** ENTRIES SHOWN follows **

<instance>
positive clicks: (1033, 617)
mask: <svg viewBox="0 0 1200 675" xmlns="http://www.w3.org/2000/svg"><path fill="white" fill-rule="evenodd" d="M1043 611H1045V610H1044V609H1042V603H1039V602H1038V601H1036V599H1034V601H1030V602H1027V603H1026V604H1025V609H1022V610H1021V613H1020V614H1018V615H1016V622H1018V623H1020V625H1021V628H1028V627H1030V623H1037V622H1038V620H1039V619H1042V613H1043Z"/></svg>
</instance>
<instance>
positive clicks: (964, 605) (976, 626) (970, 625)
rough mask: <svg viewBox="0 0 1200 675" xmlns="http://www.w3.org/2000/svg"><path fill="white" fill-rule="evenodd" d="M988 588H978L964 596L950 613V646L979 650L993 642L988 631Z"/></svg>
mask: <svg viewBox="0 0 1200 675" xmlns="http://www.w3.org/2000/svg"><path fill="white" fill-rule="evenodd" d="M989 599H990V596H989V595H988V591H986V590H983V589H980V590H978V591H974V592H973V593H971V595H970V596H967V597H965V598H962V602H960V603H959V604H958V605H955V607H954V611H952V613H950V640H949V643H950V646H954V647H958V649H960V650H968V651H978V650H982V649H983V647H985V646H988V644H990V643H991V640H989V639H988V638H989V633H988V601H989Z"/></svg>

** End of ENTRIES SHOWN **

EXERCISE AIM:
The records above are to be given again in full, exactly as written.

ANSWER SECTION:
<instance>
positive clicks: (1033, 617)
mask: <svg viewBox="0 0 1200 675" xmlns="http://www.w3.org/2000/svg"><path fill="white" fill-rule="evenodd" d="M1043 611H1045V610H1044V609H1042V603H1039V602H1038V601H1036V599H1034V601H1030V602H1027V603H1026V604H1025V609H1022V610H1021V613H1020V614H1018V615H1016V622H1018V623H1020V625H1021V628H1028V627H1030V623H1037V622H1038V620H1039V619H1042V613H1043Z"/></svg>
</instance>
<instance>
positive clicks: (964, 605) (976, 626) (970, 625)
rough mask: <svg viewBox="0 0 1200 675" xmlns="http://www.w3.org/2000/svg"><path fill="white" fill-rule="evenodd" d="M988 588H978L964 596L950 613V646L979 650L993 642L988 631Z"/></svg>
mask: <svg viewBox="0 0 1200 675" xmlns="http://www.w3.org/2000/svg"><path fill="white" fill-rule="evenodd" d="M989 599H990V596H989V595H988V591H986V590H983V589H980V590H978V591H974V592H973V593H971V595H970V596H967V597H965V598H962V602H960V603H959V604H958V605H955V607H954V611H952V613H950V640H949V643H950V646H954V647H958V649H960V650H968V651H978V650H982V649H983V647H985V646H988V644H990V643H991V640H989V639H988V638H989V633H988V601H989Z"/></svg>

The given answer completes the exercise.